__Work required__. Write out all of the data again, exactly as it reads.
[Input material — start]
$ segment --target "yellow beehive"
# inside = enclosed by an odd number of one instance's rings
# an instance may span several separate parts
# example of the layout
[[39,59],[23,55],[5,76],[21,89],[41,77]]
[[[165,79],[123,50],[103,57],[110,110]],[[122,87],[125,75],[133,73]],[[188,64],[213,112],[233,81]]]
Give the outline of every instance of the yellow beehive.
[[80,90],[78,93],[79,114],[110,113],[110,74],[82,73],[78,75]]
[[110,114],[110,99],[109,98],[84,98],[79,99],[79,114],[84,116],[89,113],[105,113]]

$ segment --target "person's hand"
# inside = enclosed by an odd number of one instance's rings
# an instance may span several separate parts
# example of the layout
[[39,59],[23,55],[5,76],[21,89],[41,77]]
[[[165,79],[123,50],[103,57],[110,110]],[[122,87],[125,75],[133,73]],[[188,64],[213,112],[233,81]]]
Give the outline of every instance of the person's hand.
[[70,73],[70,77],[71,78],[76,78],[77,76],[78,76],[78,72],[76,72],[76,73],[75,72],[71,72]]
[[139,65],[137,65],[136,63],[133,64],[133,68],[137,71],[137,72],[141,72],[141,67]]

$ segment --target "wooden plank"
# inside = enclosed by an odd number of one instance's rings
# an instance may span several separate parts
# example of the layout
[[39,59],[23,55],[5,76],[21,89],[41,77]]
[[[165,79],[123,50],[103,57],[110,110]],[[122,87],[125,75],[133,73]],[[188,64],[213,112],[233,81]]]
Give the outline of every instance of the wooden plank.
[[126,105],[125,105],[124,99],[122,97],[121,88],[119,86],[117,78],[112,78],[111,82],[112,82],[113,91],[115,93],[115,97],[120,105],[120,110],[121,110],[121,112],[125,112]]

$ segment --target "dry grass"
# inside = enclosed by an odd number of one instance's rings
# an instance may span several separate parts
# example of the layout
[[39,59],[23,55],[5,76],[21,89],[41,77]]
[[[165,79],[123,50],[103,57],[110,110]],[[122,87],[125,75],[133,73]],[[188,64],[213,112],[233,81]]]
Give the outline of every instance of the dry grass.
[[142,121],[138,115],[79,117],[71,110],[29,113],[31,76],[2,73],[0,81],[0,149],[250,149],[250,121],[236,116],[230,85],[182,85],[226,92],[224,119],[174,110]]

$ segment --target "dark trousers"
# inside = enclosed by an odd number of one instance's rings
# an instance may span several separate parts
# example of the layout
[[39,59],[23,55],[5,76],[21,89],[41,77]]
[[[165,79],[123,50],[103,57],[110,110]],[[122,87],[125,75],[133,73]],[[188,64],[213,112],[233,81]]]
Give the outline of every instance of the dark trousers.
[Input material — finish]
__Task result__.
$ segment --target "yellow beehive"
# inside = enclosed by an odd number of one instance's rings
# an instance may span several separate parts
# example of the layout
[[39,59],[23,55],[5,76],[21,89],[41,77]]
[[[165,79],[123,50],[103,57],[110,110]],[[122,87],[125,75],[133,73]],[[188,64],[213,112],[233,81]]]
Give the outline of every instance of the yellow beehive.
[[80,90],[78,93],[79,114],[110,113],[110,74],[82,73],[78,75]]
[[110,114],[110,99],[109,98],[84,98],[79,99],[79,114],[84,116],[89,113],[105,113]]

$ segment --target "person's hand"
# inside = enclosed by an odd number of one instance's rings
# an instance may span several separate parts
# example of the layout
[[39,59],[23,55],[5,76],[21,89],[41,77]]
[[[165,79],[123,50],[103,57],[110,110]],[[122,87],[125,75],[133,73]],[[188,64],[213,112],[233,81]]]
Give the outline of every instance of the person's hand.
[[70,73],[70,77],[71,78],[76,78],[77,76],[78,76],[78,72],[76,72],[76,73],[75,72],[71,72]]
[[139,65],[137,65],[136,63],[133,64],[133,68],[137,71],[137,72],[141,72],[141,67]]

$ segment --target "wooden plank"
# inside = enclosed by an odd number of one instance's rings
# an instance may span several separate parts
# example of the layout
[[39,59],[23,55],[5,76],[21,89],[41,77]]
[[[165,79],[123,50],[103,57],[110,110]],[[122,87],[125,75],[133,73]],[[188,64],[213,112],[233,81]]]
Give the outline of every instance of the wooden plank.
[[126,105],[125,105],[124,99],[122,97],[121,88],[119,86],[117,78],[112,78],[111,82],[112,82],[113,91],[115,93],[115,97],[120,105],[120,110],[121,110],[121,112],[125,112]]

$ segment --target "dry grass"
# inside = enclosed by an odd number of one instance's rings
# an instance may span several separate parts
# example of the layout
[[39,59],[23,55],[5,76],[21,89],[41,77]]
[[[165,79],[123,50],[103,57],[110,110]],[[122,87],[125,75],[133,73]],[[188,64],[213,112],[233,81]]]
Give the outline of every instance of the dry grass.
[[142,121],[138,115],[79,117],[71,110],[29,113],[31,76],[2,73],[0,81],[0,149],[250,149],[250,121],[236,116],[230,85],[182,85],[226,92],[224,119],[174,110]]

$ segment --target "dark trousers"
# inside = enclosed by an odd number of one instance's rings
# an instance may span several separate parts
# example of the layout
[[39,59],[23,55],[5,76],[21,89],[41,77]]
[[[165,79],[123,50],[103,57],[110,110]],[[122,87],[125,75],[133,73]],[[188,64],[213,112],[233,81]]]
Give the outline of every instance of the dark trousers.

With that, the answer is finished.